====== Text extract
Architecture + Film
LOCATION: LOBBY AND AUDITORIUM
Developed in conjunction with the Charlotte chapter of the American Institute of Architects, the Bechtler Museum of Modern Art’s Architecture + Film series investigates themes in modern and contemporary architecture through the lens of film.
On March 16, the museum will screen My Architect: A Son’s Journey, a documentary written, directed and produced by Nathaniel Kahn, the only son of architect Louis Kahn. In 1974, Kahn was found dead from a heart attack in a restroom at New York's Penn Station. Although Kahn was considered among the most influential post-war 20th-century American architects, his body remained unidentified for days.
Filmgoers follow Nathaniel Kahn on a personal quest to find out more about his father’s secretive life (which included juggling three families) and his professional successes. Nathaniel surveys Kahn’s architectural accomplishments across the globe including the Yale Art Gallery, the Salk Institute, the Kimbell Art Museum and the National Assembly Building in Bangladesh. He also interviews associates Frank Gehry, I.M. Pei and Philip Johnson.
Variety called My Architect: A Son’s Journey “a quietly moving documentary.” The film was nominated for the 2003 Academy Award for Documentary Feature.
============
Write out the part of the screening announcement that begins with the words containing "Filmgoers follow Nathaniel" and ends with "for Documentary Feature.".
====== Data provided
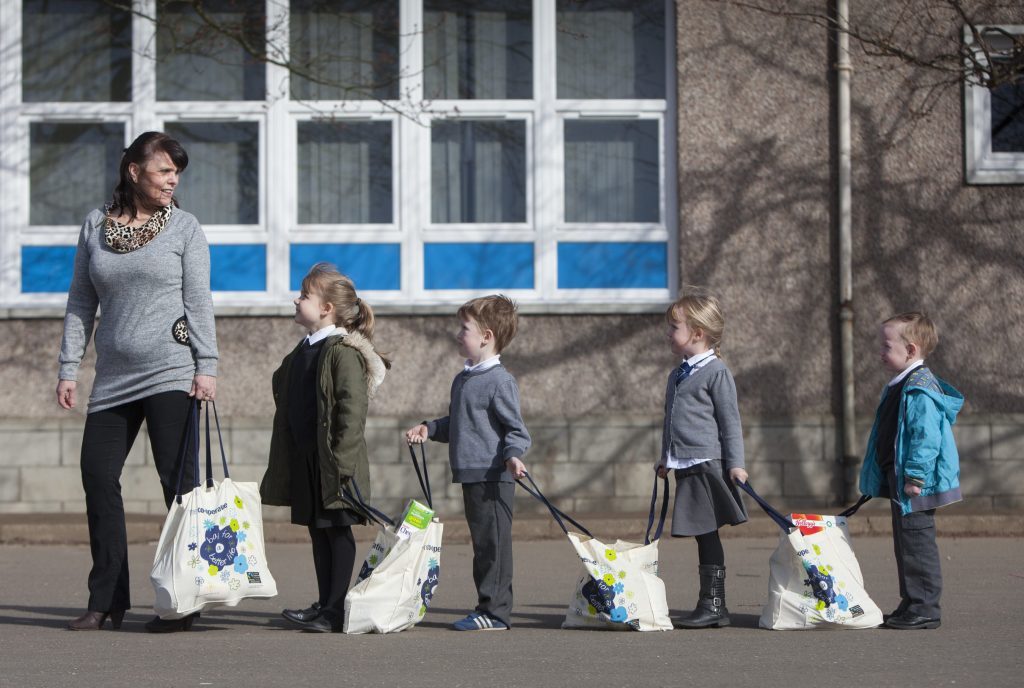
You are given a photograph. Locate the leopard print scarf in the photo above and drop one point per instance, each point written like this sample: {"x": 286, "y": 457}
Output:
{"x": 123, "y": 239}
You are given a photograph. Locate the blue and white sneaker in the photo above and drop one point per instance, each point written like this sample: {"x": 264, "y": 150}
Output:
{"x": 479, "y": 621}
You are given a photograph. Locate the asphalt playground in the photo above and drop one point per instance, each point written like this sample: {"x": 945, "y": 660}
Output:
{"x": 251, "y": 646}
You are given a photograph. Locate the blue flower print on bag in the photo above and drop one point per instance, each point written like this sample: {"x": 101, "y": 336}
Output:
{"x": 220, "y": 547}
{"x": 822, "y": 586}
{"x": 599, "y": 595}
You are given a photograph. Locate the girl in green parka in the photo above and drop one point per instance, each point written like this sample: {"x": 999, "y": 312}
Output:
{"x": 317, "y": 449}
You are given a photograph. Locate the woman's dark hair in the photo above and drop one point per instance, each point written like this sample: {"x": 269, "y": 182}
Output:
{"x": 141, "y": 149}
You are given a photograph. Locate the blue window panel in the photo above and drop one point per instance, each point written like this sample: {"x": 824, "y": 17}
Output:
{"x": 46, "y": 268}
{"x": 238, "y": 267}
{"x": 612, "y": 265}
{"x": 488, "y": 265}
{"x": 375, "y": 266}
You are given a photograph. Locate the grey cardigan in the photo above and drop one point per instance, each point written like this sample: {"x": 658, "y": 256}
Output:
{"x": 701, "y": 417}
{"x": 483, "y": 428}
{"x": 140, "y": 295}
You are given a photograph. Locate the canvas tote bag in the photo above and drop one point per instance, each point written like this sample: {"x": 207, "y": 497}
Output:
{"x": 619, "y": 589}
{"x": 399, "y": 574}
{"x": 211, "y": 550}
{"x": 815, "y": 579}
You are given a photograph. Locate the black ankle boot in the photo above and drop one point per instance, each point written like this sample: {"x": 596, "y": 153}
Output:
{"x": 711, "y": 609}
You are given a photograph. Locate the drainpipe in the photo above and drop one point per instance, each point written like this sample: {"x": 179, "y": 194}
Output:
{"x": 850, "y": 459}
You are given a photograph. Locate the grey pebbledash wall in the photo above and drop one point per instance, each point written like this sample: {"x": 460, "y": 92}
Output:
{"x": 756, "y": 196}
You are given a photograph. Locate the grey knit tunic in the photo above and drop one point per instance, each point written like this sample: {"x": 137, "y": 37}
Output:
{"x": 140, "y": 295}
============
◆ Reply
Filmgoers follow Nathaniel Kahn on a personal quest to find out more about his father’s secretive life (which included juggling three families) and his professional successes. Nathaniel surveys Kahn’s architectural accomplishments across the globe including the Yale Art Gallery, the Salk Institute, the Kimbell Art Museum and the National Assembly Building in Bangladesh. He also interviews associates Frank Gehry, I.M. Pei and Philip Johnson.
Variety called My Architect: A Son’s Journey “a quietly moving documentary.” The film was nominated for the 2003 Academy Award for Documentary Feature.